:: Text section ::
----------

I have basically the same WT drill press, mine being set up in radial arm fashion.  Knowing what it will do, and the numerous speeds it already offers I think I can save you some time and money.  This drill is not the easiest to change speeds on that I have ever seen.  Requiring a wrench and pry bar to loosen and tighten the belts each time.  Next I needed, like most home shop people, a single phase motor to drive it.  All the single phase motors I checked would not fit physically in the space given in the design.  So I left the original three phase motor in place.

You see where I am going don't you?

An Allan Bradly VFD.  High low speed for each of the sixteen already provided speeds.  Forward, Reverse for those sixteen infinite speeds.  Sixteen times infinite is how many speeds?  Push button reset for the safeties built into the drive.  240v, 1ph to 240v, 3ph conversion.  Controlled acceleration/deceleration.  And so much more.  All for about $230 if memory serves me. You will have far more dollars invested the way you are going. Two speed magnetic starter, 6 each thermal overload heaters, 2 each drum switches for forward/reverse operation, pushbuttons and enclosure and way more confusion on the operator end to get started. Just to get sixteen more speeds for which you are changing belts to acquire.  By using the drive you have all the above with four pushbuttons and a dial at your fingertips.

----------

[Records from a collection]
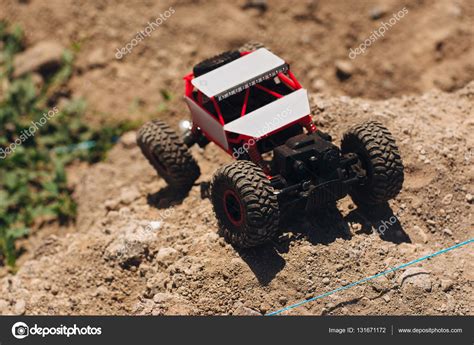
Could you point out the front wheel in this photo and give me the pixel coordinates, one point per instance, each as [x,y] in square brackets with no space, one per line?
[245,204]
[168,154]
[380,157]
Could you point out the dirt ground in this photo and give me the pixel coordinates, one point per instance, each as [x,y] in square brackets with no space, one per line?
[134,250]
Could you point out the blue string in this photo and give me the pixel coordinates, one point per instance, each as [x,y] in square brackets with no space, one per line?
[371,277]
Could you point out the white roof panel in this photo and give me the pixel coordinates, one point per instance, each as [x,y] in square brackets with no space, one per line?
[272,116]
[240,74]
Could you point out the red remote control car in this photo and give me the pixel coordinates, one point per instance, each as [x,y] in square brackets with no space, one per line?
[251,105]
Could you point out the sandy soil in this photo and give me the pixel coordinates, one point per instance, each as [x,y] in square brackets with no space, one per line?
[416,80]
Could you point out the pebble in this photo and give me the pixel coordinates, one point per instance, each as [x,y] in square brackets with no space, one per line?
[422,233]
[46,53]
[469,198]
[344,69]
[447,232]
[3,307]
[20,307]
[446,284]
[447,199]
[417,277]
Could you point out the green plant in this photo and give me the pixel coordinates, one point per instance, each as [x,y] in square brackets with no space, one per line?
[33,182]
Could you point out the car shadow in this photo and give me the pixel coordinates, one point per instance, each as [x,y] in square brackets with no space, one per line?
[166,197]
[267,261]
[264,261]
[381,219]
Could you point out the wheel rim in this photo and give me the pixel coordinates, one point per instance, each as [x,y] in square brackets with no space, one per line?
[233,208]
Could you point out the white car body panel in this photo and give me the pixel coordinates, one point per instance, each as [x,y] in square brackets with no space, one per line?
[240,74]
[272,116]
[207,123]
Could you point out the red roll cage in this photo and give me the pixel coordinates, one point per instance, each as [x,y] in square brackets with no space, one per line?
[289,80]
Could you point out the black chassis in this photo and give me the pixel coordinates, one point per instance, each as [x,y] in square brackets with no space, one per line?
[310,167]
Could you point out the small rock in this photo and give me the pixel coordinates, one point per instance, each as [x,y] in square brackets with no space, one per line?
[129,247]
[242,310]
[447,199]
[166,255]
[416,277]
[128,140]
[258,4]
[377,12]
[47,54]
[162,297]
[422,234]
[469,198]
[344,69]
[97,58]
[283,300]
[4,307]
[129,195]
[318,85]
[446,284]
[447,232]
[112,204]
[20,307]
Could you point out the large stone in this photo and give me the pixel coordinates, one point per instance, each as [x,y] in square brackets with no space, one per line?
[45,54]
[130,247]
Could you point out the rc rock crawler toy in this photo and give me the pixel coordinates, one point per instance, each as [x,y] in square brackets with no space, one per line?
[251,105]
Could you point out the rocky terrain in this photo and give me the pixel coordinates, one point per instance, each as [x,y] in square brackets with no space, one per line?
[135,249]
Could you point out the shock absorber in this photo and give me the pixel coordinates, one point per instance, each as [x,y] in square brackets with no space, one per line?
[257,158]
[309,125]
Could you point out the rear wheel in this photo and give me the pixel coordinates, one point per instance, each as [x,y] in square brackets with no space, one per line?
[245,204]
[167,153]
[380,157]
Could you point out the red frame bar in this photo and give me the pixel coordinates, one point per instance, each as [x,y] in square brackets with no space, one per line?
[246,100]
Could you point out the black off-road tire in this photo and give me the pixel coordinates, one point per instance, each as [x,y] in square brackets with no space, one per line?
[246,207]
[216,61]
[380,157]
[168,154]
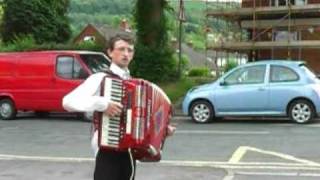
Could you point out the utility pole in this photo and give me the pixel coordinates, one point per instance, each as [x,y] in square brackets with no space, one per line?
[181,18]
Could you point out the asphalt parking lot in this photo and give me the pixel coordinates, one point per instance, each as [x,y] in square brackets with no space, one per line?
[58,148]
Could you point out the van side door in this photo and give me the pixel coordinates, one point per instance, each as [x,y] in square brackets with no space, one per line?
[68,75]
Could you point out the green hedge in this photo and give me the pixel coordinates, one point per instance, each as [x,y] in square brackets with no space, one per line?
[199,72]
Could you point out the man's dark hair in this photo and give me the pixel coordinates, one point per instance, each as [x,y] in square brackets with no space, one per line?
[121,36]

----------

:: Requirement 1 ::
Answer these questions using the drill press post:
(a) How many speeds does the drill already provide?
(b) About how much did the VFD cost?
(c) How many pushbuttons does the drive put at the operator's fingertips?
:: Requirement 2 ::
Using the drill press post, explain in one to three sentences why the original three phase motor was left in place.
:: Requirement 3 ::
Print the drill press post from "I have basically" to "going don't you?".
The material has no connection to the drill press post.

:: Exercise result 1 ::
(a) Sixteen.
(b) About $230.
(c) Four, along with a dial.

:: Exercise result 2 ::
The writer needed a single phase motor to drive the drill, like most home shop people. None of the single phase motors checked would physically fit in the space given in the design, so the original three phase motor stayed.

:: Exercise result 3 ::
I have basically the same WT drill press, mine being set up in radial arm fashion.  Knowing what it will do, and the numerous speeds it already offers I think I can save you some time and money.  This drill is not the easiest to change speeds on that I have ever seen.  Requiring a wrench and pry bar to loosen and tighten the belts each time.  Next I needed, like most home shop people, a single phase motor to drive it.  All the single phase motors I checked would not fit physically in the space given in the design.  So I left the original three phase motor in place.

You see where I am going don't you?